▶ _Exercise_
Copy out the final stretch of the listing: the line that contains "Exercise. Label the hand" and all lines after it, exactly as they appear.

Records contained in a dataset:
────────────────────────────────────────
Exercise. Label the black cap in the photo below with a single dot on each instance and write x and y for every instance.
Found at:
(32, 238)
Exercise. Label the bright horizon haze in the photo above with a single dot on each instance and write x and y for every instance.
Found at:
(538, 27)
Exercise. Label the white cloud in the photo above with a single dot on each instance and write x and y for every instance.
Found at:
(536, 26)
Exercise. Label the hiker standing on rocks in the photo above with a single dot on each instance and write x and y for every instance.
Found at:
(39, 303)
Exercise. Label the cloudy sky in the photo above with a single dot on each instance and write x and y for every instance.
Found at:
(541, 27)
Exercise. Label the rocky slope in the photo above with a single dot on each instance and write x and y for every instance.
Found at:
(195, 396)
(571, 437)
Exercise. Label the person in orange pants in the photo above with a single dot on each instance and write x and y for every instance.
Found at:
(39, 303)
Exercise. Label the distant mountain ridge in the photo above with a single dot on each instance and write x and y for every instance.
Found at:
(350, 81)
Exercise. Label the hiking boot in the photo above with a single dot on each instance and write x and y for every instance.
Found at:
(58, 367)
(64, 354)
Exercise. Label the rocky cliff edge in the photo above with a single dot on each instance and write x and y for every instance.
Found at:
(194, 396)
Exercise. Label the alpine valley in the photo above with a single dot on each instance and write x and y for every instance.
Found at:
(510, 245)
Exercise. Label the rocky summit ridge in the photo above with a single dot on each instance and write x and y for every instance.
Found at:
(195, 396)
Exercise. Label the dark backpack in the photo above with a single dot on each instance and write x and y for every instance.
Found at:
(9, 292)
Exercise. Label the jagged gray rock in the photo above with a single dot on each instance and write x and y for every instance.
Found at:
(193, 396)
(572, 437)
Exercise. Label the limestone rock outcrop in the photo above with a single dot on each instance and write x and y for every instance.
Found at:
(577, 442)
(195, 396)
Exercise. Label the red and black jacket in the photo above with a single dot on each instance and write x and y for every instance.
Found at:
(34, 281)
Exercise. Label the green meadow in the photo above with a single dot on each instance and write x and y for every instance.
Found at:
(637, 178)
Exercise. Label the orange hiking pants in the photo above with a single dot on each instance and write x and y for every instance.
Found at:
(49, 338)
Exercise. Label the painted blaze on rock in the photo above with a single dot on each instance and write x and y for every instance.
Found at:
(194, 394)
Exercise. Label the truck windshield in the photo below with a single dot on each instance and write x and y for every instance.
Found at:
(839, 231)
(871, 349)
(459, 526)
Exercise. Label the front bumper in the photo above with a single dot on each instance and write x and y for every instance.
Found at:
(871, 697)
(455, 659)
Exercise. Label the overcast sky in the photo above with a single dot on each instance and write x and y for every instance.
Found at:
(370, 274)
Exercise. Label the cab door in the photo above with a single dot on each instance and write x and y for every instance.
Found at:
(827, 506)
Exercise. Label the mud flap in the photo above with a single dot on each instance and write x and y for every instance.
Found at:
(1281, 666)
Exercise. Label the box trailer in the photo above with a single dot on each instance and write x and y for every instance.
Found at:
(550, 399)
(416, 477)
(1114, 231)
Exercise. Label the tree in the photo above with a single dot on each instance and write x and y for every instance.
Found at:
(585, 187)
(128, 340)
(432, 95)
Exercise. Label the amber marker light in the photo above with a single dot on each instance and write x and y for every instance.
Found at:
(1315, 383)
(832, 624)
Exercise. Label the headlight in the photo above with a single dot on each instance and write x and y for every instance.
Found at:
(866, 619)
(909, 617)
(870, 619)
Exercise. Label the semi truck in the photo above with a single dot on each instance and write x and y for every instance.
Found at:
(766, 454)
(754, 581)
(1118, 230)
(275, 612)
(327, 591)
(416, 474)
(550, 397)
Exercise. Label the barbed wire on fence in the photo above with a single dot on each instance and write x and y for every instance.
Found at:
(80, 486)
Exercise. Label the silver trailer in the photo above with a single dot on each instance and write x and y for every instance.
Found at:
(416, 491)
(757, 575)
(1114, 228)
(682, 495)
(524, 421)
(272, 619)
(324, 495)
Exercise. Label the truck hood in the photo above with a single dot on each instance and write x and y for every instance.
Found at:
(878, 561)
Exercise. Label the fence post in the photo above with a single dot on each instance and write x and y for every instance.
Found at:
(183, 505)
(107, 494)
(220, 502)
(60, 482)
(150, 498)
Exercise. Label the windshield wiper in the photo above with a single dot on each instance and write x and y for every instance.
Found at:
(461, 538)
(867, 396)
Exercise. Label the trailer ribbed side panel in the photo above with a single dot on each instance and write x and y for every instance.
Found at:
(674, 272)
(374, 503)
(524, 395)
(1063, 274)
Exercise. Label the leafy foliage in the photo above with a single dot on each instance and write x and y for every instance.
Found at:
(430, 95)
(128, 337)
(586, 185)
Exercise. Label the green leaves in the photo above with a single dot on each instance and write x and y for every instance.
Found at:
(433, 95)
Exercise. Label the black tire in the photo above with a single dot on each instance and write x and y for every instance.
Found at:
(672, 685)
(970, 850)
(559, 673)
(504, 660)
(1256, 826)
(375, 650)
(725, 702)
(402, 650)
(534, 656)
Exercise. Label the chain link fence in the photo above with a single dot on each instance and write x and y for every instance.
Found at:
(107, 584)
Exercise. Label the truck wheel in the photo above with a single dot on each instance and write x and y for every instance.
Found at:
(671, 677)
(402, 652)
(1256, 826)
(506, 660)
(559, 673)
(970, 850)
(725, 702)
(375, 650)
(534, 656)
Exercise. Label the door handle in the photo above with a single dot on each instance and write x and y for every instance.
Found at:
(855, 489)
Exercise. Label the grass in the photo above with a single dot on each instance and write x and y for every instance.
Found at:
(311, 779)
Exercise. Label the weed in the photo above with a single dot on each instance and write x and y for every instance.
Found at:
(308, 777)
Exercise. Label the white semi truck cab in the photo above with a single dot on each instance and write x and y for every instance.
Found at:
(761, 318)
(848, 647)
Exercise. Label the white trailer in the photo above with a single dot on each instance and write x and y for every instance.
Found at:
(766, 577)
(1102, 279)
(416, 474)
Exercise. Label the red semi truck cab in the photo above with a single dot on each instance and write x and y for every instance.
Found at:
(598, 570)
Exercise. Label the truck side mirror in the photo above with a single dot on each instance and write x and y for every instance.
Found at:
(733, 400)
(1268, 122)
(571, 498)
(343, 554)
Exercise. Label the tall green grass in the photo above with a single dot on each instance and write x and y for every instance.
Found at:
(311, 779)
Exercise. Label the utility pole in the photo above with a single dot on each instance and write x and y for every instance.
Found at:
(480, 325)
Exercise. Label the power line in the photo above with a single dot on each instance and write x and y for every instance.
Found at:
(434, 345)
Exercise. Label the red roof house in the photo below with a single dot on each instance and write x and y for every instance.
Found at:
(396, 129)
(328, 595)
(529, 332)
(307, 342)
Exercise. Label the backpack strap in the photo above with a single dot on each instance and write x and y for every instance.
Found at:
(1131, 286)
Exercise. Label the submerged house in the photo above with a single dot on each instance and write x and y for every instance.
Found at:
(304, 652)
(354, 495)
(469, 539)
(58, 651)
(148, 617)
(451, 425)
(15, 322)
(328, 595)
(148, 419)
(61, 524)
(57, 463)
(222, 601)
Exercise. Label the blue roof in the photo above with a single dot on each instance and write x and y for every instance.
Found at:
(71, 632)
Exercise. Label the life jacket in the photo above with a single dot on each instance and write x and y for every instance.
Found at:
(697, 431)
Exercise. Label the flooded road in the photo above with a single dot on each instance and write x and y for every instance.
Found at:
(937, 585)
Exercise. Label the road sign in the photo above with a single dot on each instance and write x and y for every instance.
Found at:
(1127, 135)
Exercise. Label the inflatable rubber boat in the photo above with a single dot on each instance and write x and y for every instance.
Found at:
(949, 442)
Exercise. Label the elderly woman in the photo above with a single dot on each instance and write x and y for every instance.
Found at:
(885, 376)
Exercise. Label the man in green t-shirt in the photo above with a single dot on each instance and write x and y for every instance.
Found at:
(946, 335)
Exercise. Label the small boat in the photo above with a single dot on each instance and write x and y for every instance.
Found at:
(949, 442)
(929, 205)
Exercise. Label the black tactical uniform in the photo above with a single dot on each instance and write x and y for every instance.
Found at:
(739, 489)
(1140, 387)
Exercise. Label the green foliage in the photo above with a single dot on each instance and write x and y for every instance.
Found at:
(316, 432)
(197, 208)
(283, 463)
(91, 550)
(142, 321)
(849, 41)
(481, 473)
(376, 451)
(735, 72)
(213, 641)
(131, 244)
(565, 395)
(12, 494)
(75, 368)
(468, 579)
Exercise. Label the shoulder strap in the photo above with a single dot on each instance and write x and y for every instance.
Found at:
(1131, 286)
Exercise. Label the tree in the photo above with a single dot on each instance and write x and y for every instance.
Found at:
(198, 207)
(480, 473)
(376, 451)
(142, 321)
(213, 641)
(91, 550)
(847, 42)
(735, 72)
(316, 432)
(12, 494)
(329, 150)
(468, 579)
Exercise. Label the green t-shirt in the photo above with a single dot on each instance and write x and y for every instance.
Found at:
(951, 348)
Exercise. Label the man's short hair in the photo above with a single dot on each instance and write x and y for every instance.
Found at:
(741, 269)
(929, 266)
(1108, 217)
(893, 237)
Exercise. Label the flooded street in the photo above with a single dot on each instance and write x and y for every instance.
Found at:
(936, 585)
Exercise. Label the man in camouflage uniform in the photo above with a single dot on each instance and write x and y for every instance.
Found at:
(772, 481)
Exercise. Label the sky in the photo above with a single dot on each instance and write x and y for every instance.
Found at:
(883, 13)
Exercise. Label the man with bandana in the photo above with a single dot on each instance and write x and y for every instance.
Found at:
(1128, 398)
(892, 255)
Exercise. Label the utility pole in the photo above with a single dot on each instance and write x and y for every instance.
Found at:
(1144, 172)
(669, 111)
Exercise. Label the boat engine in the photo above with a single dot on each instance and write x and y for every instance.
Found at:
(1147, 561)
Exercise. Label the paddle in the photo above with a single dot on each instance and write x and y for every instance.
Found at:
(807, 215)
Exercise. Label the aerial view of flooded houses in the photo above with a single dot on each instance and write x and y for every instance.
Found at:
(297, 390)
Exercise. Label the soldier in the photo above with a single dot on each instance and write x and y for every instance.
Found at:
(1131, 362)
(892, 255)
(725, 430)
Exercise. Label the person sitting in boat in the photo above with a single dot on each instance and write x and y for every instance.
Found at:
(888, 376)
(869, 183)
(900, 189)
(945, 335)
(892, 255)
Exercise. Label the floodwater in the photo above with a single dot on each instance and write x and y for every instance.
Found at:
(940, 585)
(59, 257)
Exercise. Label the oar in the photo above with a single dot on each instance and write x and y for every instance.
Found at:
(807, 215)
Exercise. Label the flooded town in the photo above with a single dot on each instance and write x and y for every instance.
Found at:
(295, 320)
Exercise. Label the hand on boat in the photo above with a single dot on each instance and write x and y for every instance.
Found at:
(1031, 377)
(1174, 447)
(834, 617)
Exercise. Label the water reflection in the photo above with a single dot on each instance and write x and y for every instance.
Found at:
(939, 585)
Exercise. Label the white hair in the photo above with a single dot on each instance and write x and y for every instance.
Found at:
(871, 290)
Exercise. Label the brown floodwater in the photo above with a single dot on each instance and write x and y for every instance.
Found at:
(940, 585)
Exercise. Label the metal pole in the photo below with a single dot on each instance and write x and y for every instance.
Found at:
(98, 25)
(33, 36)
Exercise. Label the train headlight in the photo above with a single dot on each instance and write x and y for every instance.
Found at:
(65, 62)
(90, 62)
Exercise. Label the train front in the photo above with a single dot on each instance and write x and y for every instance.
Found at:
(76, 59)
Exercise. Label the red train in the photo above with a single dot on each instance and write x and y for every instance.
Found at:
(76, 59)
────────────────────────────────────────
▶ _Correct output_
Exercise. Label the hand on boat in the photo above with a single dot on each instance and write x and y for every instance.
Found at:
(1031, 377)
(1174, 447)
(834, 617)
Exercise. Label the water reflection in the photo above with a single dot on each instance and write x and y for every instance.
Found at:
(939, 585)
Exercise. Label the white hair in the photo above with a single dot on each instance and write x and y for every instance.
Found at:
(871, 290)
Exercise. Label the brown floodwater in the photo above with a single dot on each instance and write x and y for every instance.
Found at:
(940, 585)
Exercise. Label the metal pole in the photo below with a single dot on each instance and write x and y for every instance.
Found at:
(98, 25)
(33, 36)
Exercise. Label the train headlight in the photo above with a single dot on each instance and write x and y for every instance.
Found at:
(65, 62)
(90, 62)
Exercise. Label the train front in the photo above with a single dot on each instance and write x and y for every instance.
Found at:
(76, 59)
Exercise. Label the red train in the photo above with a single dot on each instance and write x and y for every instance.
Found at:
(76, 59)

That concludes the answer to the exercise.